# GIVEN PROBLEM
Tally the lines of the data below that contain the word "tree", and reply with that number alone.

# DATA SUPPLIED
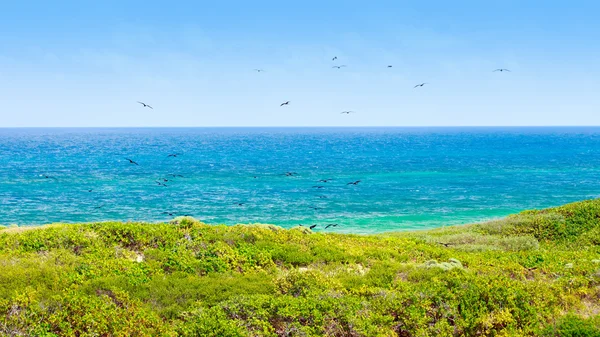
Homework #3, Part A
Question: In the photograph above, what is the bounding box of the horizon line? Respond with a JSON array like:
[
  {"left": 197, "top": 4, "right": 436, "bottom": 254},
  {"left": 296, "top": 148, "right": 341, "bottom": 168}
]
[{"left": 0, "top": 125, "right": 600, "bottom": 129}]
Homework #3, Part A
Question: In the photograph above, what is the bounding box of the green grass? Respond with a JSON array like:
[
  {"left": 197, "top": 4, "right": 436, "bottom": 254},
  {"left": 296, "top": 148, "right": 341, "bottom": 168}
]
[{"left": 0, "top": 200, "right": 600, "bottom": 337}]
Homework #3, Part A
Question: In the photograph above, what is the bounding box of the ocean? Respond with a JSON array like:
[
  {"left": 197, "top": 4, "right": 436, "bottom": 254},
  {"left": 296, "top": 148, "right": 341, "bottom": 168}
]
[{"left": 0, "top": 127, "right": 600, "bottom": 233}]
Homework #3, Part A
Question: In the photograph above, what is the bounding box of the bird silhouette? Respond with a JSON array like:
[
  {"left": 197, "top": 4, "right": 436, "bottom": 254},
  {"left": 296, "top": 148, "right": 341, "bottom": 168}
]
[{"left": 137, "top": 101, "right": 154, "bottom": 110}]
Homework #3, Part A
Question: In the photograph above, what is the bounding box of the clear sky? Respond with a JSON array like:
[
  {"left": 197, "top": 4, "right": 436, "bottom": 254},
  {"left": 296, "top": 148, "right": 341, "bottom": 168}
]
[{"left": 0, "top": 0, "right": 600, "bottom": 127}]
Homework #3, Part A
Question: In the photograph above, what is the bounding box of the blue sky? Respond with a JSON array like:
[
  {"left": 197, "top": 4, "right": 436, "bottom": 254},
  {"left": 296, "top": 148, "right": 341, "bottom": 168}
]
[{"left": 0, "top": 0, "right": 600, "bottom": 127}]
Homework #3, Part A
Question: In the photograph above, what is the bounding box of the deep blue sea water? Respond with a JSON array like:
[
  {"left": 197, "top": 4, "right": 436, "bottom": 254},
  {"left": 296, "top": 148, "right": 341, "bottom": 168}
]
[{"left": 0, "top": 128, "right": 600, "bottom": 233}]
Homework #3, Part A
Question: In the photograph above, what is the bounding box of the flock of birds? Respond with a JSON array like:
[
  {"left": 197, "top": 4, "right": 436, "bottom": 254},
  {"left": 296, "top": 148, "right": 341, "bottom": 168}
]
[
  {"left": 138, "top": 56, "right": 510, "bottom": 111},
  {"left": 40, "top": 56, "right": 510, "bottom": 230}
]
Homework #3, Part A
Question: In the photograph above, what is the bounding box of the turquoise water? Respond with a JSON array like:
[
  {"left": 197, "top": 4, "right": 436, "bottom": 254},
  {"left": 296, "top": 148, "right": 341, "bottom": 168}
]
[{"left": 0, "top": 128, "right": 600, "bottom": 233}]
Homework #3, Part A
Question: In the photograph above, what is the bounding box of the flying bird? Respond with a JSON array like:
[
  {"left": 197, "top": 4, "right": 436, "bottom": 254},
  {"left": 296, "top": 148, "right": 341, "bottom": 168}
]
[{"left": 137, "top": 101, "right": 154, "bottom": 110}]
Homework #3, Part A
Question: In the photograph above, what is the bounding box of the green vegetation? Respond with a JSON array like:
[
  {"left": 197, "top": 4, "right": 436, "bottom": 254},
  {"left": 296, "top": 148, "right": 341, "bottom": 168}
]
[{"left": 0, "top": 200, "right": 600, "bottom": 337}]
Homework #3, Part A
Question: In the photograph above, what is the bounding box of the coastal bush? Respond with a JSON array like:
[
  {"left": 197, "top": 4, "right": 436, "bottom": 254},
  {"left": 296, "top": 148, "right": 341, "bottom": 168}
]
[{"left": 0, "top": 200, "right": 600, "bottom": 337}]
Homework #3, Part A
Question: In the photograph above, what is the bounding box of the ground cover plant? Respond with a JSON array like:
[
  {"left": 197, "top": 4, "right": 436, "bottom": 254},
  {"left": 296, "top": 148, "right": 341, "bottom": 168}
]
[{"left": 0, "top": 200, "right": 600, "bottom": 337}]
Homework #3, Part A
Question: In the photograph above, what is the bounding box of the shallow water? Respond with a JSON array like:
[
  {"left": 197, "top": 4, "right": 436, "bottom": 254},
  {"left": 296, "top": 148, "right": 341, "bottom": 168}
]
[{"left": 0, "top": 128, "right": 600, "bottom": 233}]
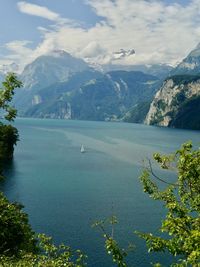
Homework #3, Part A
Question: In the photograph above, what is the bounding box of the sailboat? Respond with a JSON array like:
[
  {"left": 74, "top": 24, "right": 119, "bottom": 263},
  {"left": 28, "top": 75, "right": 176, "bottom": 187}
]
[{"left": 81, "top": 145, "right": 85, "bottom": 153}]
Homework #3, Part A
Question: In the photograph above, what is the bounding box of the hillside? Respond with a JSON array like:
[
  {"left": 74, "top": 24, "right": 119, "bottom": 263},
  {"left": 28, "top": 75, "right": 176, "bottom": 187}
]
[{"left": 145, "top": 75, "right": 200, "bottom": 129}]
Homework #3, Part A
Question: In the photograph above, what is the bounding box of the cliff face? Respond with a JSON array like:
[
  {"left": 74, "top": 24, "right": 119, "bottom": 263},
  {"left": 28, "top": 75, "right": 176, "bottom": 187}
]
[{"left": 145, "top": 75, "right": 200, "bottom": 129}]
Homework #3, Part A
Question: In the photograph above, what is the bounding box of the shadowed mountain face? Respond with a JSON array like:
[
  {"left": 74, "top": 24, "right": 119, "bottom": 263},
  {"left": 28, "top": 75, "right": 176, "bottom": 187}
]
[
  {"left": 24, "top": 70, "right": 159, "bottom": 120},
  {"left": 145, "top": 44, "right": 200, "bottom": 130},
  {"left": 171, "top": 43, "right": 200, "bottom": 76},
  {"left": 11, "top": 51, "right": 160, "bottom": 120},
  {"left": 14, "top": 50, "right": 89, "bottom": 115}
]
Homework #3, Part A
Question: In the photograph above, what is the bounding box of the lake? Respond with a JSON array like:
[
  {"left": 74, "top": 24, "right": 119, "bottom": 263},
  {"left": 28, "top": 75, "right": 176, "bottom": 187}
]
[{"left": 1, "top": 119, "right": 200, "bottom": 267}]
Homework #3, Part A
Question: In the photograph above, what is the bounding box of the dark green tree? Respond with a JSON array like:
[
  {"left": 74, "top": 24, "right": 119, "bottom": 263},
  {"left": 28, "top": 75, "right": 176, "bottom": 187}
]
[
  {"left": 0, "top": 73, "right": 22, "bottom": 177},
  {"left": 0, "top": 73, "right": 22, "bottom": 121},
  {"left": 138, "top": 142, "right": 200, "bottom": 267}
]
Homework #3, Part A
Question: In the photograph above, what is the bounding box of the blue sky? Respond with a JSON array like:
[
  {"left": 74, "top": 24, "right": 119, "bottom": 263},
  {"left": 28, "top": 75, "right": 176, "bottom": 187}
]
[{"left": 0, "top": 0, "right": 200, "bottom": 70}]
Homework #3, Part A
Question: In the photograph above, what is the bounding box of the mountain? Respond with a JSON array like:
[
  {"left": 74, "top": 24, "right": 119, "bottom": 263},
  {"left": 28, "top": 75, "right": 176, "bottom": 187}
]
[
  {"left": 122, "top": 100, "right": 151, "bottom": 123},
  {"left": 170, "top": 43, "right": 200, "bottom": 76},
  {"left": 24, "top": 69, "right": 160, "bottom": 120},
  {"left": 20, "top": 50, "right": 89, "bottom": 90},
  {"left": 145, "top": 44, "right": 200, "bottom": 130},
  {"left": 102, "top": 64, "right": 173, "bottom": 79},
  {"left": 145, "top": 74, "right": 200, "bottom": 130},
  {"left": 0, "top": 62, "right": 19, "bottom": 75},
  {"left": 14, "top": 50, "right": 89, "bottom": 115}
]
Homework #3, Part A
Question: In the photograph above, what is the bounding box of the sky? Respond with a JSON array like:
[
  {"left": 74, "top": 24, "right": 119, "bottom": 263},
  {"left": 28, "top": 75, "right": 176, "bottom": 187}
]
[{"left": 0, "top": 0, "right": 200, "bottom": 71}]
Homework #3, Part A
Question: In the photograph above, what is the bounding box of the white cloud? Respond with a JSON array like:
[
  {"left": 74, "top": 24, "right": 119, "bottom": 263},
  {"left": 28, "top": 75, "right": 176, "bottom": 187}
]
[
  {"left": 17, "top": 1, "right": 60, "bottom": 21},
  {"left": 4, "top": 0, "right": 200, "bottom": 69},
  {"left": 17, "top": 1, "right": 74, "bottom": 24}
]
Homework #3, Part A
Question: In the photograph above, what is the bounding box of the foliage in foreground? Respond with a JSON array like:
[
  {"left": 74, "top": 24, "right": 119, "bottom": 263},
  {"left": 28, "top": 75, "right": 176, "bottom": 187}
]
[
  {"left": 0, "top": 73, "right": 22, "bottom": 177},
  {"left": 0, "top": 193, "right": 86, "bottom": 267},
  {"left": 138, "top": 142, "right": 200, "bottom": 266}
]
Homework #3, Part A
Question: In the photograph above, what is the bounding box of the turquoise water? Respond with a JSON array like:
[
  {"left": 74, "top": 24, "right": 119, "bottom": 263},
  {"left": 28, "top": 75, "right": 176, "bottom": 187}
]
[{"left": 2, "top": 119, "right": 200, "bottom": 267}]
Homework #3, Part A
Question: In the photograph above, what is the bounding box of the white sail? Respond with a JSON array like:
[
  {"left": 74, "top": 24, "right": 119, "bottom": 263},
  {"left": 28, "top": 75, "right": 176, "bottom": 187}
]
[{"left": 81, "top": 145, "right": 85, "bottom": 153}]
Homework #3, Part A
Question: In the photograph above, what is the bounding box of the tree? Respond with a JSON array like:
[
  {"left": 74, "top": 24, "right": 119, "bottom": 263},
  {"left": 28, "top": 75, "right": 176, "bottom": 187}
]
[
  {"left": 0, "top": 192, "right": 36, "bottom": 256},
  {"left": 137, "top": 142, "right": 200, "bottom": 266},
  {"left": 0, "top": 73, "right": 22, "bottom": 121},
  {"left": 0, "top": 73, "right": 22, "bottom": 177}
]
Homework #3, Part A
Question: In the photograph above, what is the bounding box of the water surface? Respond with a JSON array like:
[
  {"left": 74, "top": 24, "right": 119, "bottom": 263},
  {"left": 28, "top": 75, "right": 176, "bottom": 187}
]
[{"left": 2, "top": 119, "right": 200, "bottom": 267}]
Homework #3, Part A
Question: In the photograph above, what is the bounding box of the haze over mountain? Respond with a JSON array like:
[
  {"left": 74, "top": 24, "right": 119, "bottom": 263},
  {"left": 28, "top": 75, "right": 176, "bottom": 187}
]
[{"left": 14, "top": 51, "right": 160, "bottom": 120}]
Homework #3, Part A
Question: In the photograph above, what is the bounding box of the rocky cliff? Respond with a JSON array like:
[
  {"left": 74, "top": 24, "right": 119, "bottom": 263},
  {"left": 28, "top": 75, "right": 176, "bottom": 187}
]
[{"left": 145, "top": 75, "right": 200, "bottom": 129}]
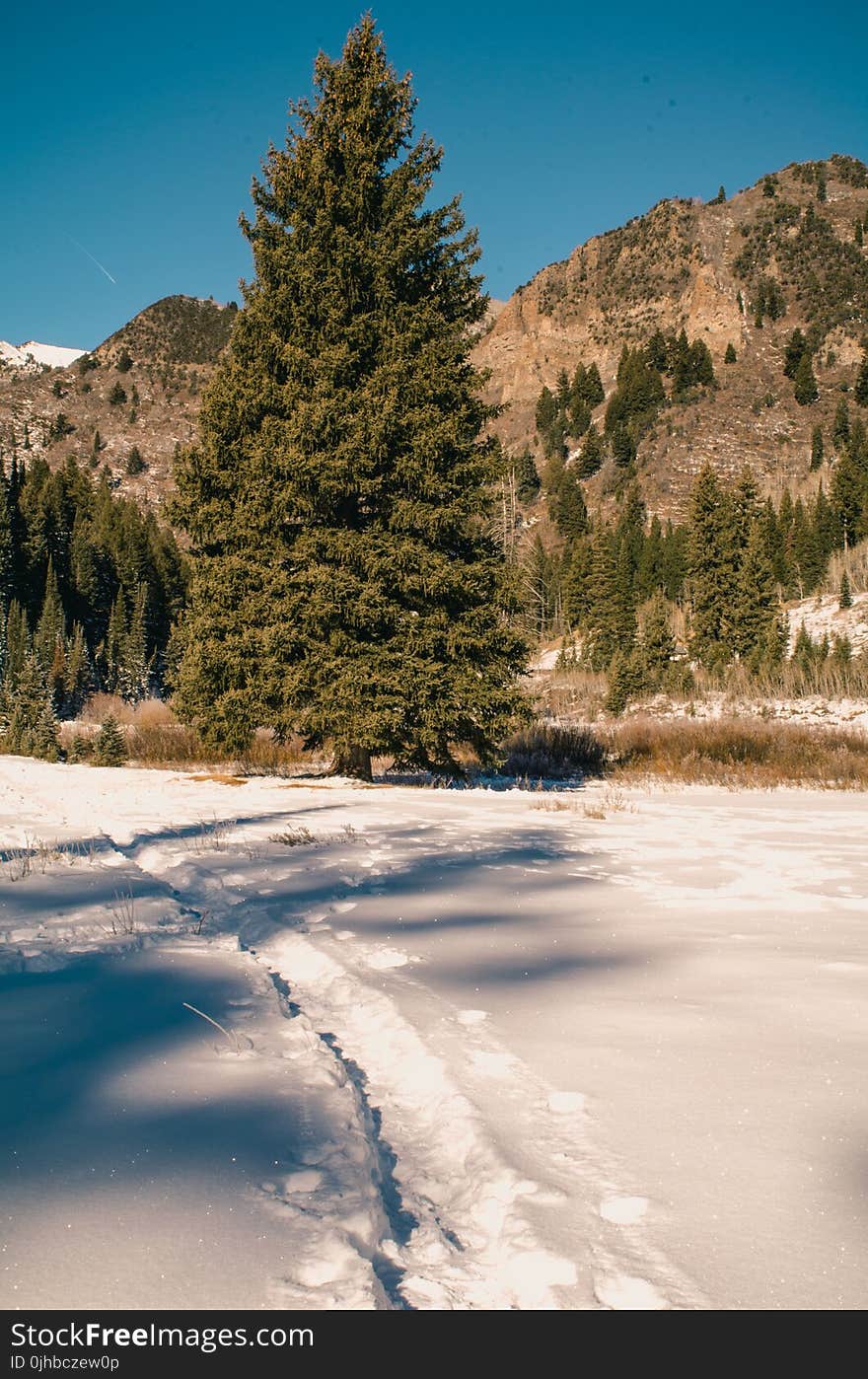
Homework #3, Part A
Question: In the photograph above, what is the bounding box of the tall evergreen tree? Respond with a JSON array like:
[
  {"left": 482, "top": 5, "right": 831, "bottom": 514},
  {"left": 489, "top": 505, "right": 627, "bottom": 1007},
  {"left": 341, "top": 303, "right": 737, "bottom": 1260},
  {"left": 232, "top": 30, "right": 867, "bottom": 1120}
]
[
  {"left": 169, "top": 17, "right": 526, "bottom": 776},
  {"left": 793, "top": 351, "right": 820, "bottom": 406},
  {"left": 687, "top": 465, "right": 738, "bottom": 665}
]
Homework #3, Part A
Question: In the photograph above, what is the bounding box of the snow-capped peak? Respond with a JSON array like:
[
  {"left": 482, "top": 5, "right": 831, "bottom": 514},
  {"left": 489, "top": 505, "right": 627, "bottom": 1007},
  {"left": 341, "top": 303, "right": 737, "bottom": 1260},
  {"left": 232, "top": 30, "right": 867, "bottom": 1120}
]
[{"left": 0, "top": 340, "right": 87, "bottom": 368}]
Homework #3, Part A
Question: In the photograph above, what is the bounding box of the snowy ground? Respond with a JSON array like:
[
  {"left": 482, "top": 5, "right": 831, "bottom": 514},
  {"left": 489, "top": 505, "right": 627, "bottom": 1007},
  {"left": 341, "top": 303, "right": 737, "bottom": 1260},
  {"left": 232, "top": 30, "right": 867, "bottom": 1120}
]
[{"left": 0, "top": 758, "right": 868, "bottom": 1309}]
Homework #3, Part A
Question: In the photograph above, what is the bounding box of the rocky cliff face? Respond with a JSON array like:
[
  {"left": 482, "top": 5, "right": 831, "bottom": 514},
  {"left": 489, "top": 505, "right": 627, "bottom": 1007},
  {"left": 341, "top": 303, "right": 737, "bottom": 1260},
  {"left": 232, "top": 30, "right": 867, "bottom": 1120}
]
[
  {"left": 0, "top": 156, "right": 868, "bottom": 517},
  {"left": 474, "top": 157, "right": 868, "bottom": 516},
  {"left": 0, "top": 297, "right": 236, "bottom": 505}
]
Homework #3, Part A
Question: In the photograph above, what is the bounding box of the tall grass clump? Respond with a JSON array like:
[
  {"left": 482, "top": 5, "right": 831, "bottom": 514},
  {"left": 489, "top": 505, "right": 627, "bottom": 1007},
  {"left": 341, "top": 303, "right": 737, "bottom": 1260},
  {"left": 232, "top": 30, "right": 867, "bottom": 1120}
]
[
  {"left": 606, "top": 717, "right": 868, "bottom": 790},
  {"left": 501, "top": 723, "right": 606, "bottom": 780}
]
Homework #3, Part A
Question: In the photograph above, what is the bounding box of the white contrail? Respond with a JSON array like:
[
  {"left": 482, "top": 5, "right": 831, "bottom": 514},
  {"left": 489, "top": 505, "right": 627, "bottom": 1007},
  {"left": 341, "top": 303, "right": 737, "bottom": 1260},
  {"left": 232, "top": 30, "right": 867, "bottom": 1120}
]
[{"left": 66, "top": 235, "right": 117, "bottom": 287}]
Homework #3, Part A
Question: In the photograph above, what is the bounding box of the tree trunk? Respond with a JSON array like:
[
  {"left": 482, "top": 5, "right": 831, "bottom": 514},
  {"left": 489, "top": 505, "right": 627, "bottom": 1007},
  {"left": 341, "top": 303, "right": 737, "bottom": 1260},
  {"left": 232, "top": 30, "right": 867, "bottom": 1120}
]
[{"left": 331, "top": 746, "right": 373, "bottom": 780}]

# OUTPUT
4